Transcribe the entries exactly; images are not part of the copy.

Position annotation records:
::::::::::
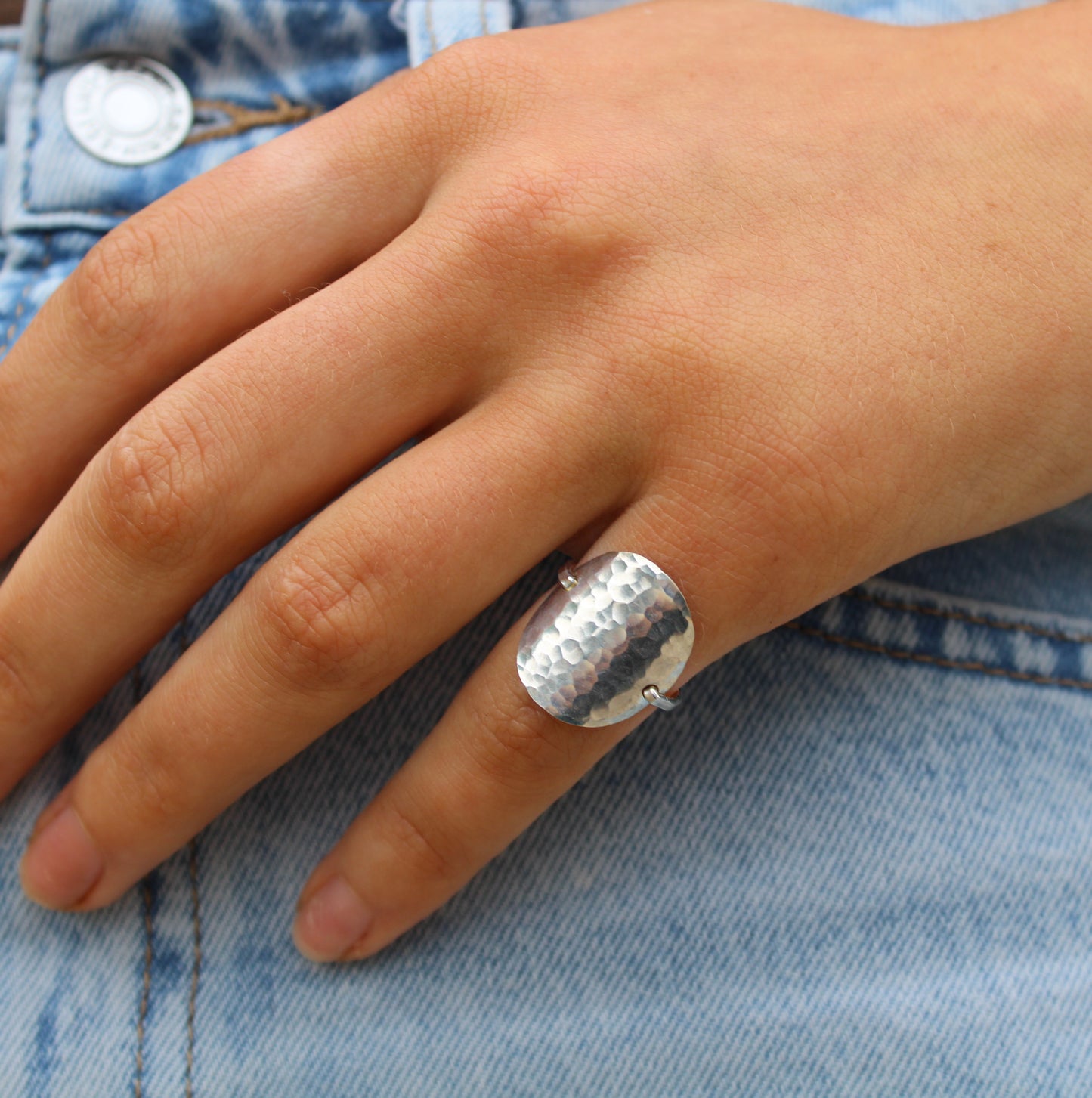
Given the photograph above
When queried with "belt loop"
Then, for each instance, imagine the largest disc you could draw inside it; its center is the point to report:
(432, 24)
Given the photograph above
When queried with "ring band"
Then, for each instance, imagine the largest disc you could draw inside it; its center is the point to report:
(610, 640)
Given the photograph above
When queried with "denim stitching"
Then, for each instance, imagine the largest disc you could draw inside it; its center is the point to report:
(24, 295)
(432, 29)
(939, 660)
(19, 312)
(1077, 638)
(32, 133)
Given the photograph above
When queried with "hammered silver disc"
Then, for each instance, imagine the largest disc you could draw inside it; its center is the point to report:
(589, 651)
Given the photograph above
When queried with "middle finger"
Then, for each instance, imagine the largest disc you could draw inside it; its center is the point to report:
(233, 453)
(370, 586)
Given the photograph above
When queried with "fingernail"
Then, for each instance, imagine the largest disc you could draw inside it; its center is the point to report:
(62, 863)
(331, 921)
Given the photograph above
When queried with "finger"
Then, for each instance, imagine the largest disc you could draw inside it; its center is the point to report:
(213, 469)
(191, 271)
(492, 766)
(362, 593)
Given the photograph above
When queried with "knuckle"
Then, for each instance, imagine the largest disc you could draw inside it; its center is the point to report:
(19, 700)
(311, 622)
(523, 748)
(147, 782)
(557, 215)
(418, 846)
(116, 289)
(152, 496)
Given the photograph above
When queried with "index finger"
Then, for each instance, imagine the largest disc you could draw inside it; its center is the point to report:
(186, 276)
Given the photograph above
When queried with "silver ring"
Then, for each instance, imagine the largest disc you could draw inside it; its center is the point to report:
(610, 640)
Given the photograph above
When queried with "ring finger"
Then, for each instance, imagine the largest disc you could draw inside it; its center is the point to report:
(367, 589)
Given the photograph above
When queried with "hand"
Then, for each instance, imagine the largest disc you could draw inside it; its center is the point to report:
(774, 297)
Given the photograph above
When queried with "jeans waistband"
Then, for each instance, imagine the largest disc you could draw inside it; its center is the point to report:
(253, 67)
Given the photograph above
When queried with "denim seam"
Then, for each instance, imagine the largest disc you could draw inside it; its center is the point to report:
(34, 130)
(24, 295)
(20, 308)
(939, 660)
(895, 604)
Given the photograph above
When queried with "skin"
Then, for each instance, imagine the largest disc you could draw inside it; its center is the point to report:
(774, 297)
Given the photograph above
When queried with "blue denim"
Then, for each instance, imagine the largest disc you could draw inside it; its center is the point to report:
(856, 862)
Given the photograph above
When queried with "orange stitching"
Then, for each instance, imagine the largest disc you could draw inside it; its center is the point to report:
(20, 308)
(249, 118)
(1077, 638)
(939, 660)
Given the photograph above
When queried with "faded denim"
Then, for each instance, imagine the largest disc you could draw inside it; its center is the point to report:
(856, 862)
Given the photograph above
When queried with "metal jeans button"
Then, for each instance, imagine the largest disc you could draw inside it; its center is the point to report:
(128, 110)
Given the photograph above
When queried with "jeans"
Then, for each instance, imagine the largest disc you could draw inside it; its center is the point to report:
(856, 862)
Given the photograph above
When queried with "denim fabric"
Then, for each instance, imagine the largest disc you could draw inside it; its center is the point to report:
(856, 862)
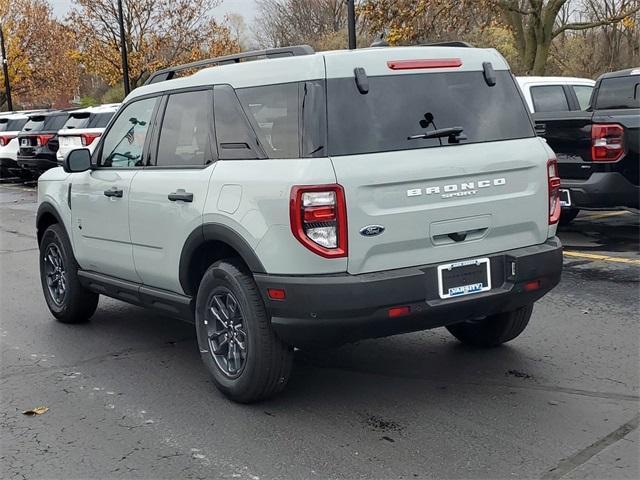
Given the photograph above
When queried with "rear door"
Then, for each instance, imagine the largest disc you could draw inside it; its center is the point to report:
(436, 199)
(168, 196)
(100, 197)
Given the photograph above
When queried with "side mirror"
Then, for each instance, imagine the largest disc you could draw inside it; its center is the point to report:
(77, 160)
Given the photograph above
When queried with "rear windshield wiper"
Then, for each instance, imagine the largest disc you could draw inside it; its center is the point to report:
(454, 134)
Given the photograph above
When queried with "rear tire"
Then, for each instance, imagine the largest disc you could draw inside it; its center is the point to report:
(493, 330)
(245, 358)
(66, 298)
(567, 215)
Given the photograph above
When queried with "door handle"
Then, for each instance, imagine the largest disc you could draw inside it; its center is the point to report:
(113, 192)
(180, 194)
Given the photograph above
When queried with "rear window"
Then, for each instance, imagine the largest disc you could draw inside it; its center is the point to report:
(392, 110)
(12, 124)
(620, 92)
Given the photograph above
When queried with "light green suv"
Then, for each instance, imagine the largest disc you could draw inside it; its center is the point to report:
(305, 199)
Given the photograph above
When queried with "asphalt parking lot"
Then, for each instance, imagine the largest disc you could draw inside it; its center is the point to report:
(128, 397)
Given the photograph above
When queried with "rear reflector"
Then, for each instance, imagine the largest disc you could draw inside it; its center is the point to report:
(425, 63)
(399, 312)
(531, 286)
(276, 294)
::::::::::
EXPECTED ANSWER:
Given the photograph above
When queried with "belt loop"
Then, for each instance, imagine the largest disc you could draw inside it; its center is the point to report:
(432, 24)
Given the photograph above
When queried with "ring band"
Then, for each instance, imagine the largest disc you could draw inside it; its center is the point to report:
(610, 640)
Given the photograph above
When queried with "denim stitching"
Then, for each instance, imagine the largest disc you could draw inside it; its center is the point to report:
(24, 295)
(432, 29)
(939, 660)
(19, 312)
(1077, 638)
(32, 133)
Given the photograph above
When queried with "hammered silver disc"
Then, for each instance, imagine the largest disc you could draw inside it; its center is the point to report:
(589, 651)
Given the photograph above
When queried with "middle finger"
Then, for each instance, imagine the largest disc you could draw inside it; its center is the point to report:
(233, 453)
(370, 586)
Given the photograph above
When queried with "fingernail"
Then, for each instance, imagine the largest disc you could draw inside it; its center is the point to report:
(62, 863)
(331, 921)
Given the photograph above
When queried with "finger"
Then, for each instance, imagine the largest disc you could draw inside it; its center is the point to report:
(213, 469)
(191, 271)
(492, 766)
(362, 593)
Given the photograph above
When queried with "knuckle"
Then, for each instance, imagine the largest disc you could draw inside it; its center is the point to report:
(19, 700)
(311, 622)
(523, 748)
(147, 782)
(557, 215)
(418, 846)
(116, 289)
(152, 496)
Given the photograph above
When queried with "index finger"
Then, for each instance, imagine the largest disc you could draw inside it; its center is the point to report:
(186, 276)
Given the photograph above
When queried with "silver ring"
Then, for each instance, imagine the largest disc you could draw inside it; its center is the point to report:
(610, 640)
Given the photograph above
When queried with "ring finger"
Then, for each instance, imagine the largest disc you could draw inside it; its center is the point to report:
(367, 589)
Given the photograph above
When queried with "hand"
Then, for each instance, imagine the largest disc you could draw inside it; its center is the point to report:
(774, 297)
Given the photograph above
When queried with "jeans waistband"
Then, for each instance, imagine the largest disc you could draw inside it; its center is the point to report:
(253, 67)
Given the photograph above
When queried with "denim seam"
Then, for each instance, imagine the largest disc you could draw inside it; its center is the point to report:
(34, 130)
(24, 295)
(20, 308)
(939, 660)
(895, 604)
Given the photograph above
When queried with "skin"
Then, for each instance, imagine the largest disc you could draw inside it; its center is the point to report:
(774, 297)
Given the photograph above
When queried with "blue denim"
Then, for each instance, imagine the largest disc you could draw inside it; its center is the point to report:
(856, 862)
Given the photograph above
When queried with "orange stitching"
Then, for each instance, imagine the largest disc you could draw inside it; its center is the point to report:
(20, 308)
(249, 118)
(1077, 638)
(939, 660)
Given the photograph above
When queried with "faded denim"
Then, for each instance, imagine the largest disc you could draw inside it; its center is the point to report:
(856, 862)
Given the photograph above
When queried with "metal jeans button"
Then, for each instance, imagine the largest disc you could draw inside it; its center is the point to report:
(128, 110)
Given the photograph above
When queried with "jeans"
Then, for each instance, imagine the largest disc you could draw inside it; its center is the point to report:
(856, 862)
Given the photograph above
When queried with "denim fabric"
Then, for each instance, imagine the largest disc you could draw inside it; its center is the point to report:
(856, 862)
Given the photograph above
When queried with "rear door"
Then, for each instance, imagine the largest disc you could draw inside it; its center is the point to report:
(436, 199)
(168, 196)
(100, 197)
Given the photograph above
When queried with "side mirror"
Then, for each instance, imagine the largest disc you could draw inside it; its center is the point to report:
(77, 160)
Given the photograph above
When queried with "rear windshield wiper"
Then, for each instance, imagine the largest disc you could draw inside it; its center is the point to report:
(454, 134)
Given the photograph above
When queried with "rear tire"
Then, for each instance, imagine the largest disc you could draw inside it; its center is the point to report:
(493, 330)
(245, 358)
(66, 298)
(567, 215)
Given the photograph above
When queried with "door handle"
Then, for each instance, imagine the largest disc you could draw inside it; its center is the point to report:
(113, 192)
(180, 194)
Given the photograph above
When queried with "rear window"
Then, for each instance, imagine the largest disc you could draw inside it; its center is the point to report:
(392, 110)
(12, 124)
(620, 92)
Given the photograph above
When queried with "light green suv"
Then, for each instance, imagine the largest disc you could draw inside it; its center is the point to report:
(305, 199)
Given the photograph above
When queried with "asphalt parking lot"
Then, for each instance, imagine the largest disc you could draw inside it; its center is the point to report:
(128, 397)
Given the photograph above
When queried with "rear reflector"
Then, for each instance, imagine the largest disc you could draw inside it; its center is the point to report:
(425, 63)
(399, 312)
(531, 286)
(276, 294)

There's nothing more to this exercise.